* Page excerpt:
Sunday, August 5, 2007

The fine art of disagreement

I’ve always craved acceptance. Lots of times that translates to keeping my more unpopular ideas and opinions hidden from view. I’ve got plenty such thoughts that run counter to popular wisdom, causing me some worry about how truly anti-social I might be. When I feel most out of sync with people I care about, I tend to withdraw, stay safely hidden out of sight under cover of work and obligation, keeping friendships and dependencies intact by not exposing them to my “uglier” side.

When I’m out in the world and I hear someone make statements that resonate badly inside me, I tend to hold my tongue. Not always, of course. In technical matters, where I’m very confident of my level of expertise, I can generally make a convincing case against an idea on the table. And I have little trouble presenting views in situations that clearly call for an opinion, such as art, movie reviews, and restaurant wrap-ups.

My difficulty comes when I hear people make sweeping statements that I believe to be one-sided, self-serving, misguided. When what they present as “fact” doesn’t ring true with my experience, the sounds grate and my gut hurts – a most visceral experience. But at the same time, I doubt myself. I’m sure my opinions don’t have the power to sway them from their stance, and I wonder what right I have to question their beliefs. The end result is I keep my mouth shut. The stronger they appear to believe in what they’re saying, the more reluctant I am to present a counter argument.

My behavior is cowardly. I know where it comes from. I grew up in a household where only one person was allowed to hold strong views, and he was known to attack swiftly and viciously when he felt threatened. It wasn’t always safe for the rest of us to act or speak in ways that challenged my father’s dictates.

Image point grounding data:

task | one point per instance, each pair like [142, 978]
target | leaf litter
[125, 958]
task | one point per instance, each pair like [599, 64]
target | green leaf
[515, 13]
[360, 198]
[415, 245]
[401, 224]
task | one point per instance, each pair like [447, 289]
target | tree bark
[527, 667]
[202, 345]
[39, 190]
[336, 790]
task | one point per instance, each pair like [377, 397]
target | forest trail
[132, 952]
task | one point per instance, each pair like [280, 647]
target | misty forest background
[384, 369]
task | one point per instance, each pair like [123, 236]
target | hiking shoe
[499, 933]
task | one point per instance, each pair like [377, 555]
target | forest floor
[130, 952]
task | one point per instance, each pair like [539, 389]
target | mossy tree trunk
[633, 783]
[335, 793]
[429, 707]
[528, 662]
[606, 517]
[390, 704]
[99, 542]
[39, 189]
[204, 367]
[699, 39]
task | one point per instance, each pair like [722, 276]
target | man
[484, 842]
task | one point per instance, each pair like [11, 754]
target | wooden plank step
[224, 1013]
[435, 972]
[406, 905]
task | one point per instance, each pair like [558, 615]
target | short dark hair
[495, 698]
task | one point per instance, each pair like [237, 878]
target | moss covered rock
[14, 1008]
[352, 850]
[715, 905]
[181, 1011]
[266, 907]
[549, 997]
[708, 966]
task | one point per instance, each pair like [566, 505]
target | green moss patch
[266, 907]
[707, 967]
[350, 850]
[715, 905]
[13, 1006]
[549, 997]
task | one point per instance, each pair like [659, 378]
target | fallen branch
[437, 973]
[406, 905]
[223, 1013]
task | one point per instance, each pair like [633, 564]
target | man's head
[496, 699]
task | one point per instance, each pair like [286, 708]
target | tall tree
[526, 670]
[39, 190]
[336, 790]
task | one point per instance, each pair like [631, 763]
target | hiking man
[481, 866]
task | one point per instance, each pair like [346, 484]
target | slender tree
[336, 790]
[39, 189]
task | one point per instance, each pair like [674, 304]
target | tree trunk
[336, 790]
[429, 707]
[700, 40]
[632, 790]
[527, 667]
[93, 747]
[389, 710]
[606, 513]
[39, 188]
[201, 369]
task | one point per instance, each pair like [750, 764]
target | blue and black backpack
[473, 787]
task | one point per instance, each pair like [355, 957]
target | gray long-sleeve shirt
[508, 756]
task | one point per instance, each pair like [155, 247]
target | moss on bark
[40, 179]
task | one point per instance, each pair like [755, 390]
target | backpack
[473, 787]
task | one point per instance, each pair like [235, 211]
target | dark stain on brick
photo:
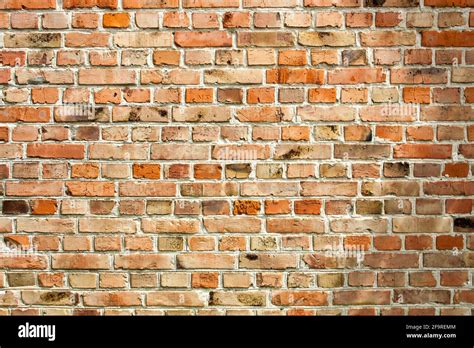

* What to do:
Continue the blog post on the art of disagreement, starting after its last sentence.

* Output below:
But I’m a grown up now. It’s time to get beyond the past. There should be other options. I should have learned by now how to dispassionately present a counter idea, to disagree graciously. And under normal circumstances, when I’m relaxed, I do have energy to gather my wits and present my opposing arguments calmly.

But these are not normal times. Cancer makes me cranky. More accurately, stress makes me cranky, and cancer makes me very, very stressed.

Now, more than ever, I find myself drawn into social situations beyond my comfort zone. Many friends and loved ones actively reach out to see how I am, how they can help me. They are concerned, and even want some reassurance for themselves that things are on course. I am touched and grateful for the contact, but lately it’s more frequent than I’m accustomed to. Much of my energy these days goes toward fighting the monster lodged in my lungs and adjusting to the poisons healing my body. I tire easily and don’t always have excess energy for extra human contact. As a result, I’ve also lost the ability to patiently listen to the same dissonant statements over and over, hold my tongue, and swallow my words.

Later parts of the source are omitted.